**Task brief:**
Copy exactly, and only, the lines that start at the line containing "where the golden" and end at the last line of the material below.

-- Opening Marker --

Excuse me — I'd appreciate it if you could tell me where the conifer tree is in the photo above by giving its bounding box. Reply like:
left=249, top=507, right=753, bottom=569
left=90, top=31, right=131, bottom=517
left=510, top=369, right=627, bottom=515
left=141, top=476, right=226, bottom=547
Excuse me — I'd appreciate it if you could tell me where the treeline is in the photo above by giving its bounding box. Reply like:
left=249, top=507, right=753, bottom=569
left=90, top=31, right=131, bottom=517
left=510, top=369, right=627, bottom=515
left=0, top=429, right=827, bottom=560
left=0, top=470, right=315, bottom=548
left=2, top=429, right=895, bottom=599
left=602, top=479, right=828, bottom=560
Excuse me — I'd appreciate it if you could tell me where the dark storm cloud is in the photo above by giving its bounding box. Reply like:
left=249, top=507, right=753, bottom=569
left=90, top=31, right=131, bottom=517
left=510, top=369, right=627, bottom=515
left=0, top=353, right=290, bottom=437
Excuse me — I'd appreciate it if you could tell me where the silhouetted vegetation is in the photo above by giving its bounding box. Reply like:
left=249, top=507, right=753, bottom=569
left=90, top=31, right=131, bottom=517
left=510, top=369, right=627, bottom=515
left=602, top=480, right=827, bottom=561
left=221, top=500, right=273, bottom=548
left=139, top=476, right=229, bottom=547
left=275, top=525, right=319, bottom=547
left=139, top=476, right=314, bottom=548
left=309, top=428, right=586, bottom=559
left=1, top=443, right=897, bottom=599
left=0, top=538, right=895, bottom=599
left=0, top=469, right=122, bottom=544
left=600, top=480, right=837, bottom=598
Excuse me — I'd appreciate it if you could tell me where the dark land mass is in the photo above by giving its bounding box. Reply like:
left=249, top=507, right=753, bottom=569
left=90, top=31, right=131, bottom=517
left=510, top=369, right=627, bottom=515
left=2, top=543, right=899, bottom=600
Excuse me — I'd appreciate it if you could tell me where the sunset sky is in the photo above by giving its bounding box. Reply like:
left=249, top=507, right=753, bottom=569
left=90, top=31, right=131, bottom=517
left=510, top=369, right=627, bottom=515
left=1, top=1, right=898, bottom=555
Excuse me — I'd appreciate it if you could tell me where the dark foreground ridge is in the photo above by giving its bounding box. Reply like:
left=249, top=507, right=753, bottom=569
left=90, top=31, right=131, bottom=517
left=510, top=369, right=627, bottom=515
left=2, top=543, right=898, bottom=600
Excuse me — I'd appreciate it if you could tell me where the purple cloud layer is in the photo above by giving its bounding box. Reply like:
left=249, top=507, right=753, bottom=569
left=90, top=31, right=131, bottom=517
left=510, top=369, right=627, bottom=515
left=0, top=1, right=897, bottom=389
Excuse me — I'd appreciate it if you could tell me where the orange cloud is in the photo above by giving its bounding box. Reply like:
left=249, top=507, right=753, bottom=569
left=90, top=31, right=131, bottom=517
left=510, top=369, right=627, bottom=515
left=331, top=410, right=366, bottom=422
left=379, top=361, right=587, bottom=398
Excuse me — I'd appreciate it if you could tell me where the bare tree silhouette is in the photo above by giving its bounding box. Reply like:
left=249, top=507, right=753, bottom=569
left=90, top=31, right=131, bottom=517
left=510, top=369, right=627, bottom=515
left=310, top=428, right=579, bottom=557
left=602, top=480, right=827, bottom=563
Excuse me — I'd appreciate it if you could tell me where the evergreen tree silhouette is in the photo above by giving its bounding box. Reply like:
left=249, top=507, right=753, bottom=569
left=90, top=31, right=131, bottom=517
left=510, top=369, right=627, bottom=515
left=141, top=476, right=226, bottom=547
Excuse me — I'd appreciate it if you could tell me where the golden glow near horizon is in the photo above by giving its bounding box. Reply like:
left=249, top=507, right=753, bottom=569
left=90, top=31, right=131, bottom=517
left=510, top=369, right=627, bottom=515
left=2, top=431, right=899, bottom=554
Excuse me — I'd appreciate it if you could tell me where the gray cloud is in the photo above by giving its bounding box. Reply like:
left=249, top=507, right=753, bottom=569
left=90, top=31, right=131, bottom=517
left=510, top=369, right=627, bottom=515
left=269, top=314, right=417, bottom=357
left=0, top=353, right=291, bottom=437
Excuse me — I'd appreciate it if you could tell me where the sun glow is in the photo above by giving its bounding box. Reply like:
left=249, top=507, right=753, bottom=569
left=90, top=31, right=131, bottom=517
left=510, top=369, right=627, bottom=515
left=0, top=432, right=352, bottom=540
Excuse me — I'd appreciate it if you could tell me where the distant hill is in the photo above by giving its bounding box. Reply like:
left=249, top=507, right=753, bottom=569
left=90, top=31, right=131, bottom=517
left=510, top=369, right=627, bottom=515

-- Closing Marker --

**Final answer:**
Excuse me — I'd appreciate it if you could tell me where the golden glow near horizon is in the photo above by giving its bounding box. Reply like:
left=249, top=507, right=753, bottom=569
left=90, top=31, right=131, bottom=517
left=510, top=369, right=627, bottom=515
left=2, top=431, right=899, bottom=554
Excuse me — I'd appreciate it if you could tell me where the gray cloud is in the photo above by giving its bounding box. Reply like:
left=249, top=507, right=753, bottom=569
left=90, top=31, right=131, bottom=517
left=510, top=369, right=627, bottom=515
left=269, top=314, right=417, bottom=357
left=0, top=353, right=291, bottom=437
Excuse me — I'd appreciate it if you could tell me where the sun glow is in the photo above by giving its bounding box. Reply like:
left=249, top=507, right=753, bottom=569
left=90, top=31, right=131, bottom=517
left=510, top=369, right=627, bottom=515
left=0, top=432, right=352, bottom=540
Excuse me — I'd appreciate it if you could tell me where the distant hill is in the photo above by giving its bounding box. Reply like:
left=249, top=507, right=753, bottom=569
left=90, top=31, right=131, bottom=517
left=510, top=369, right=627, bottom=515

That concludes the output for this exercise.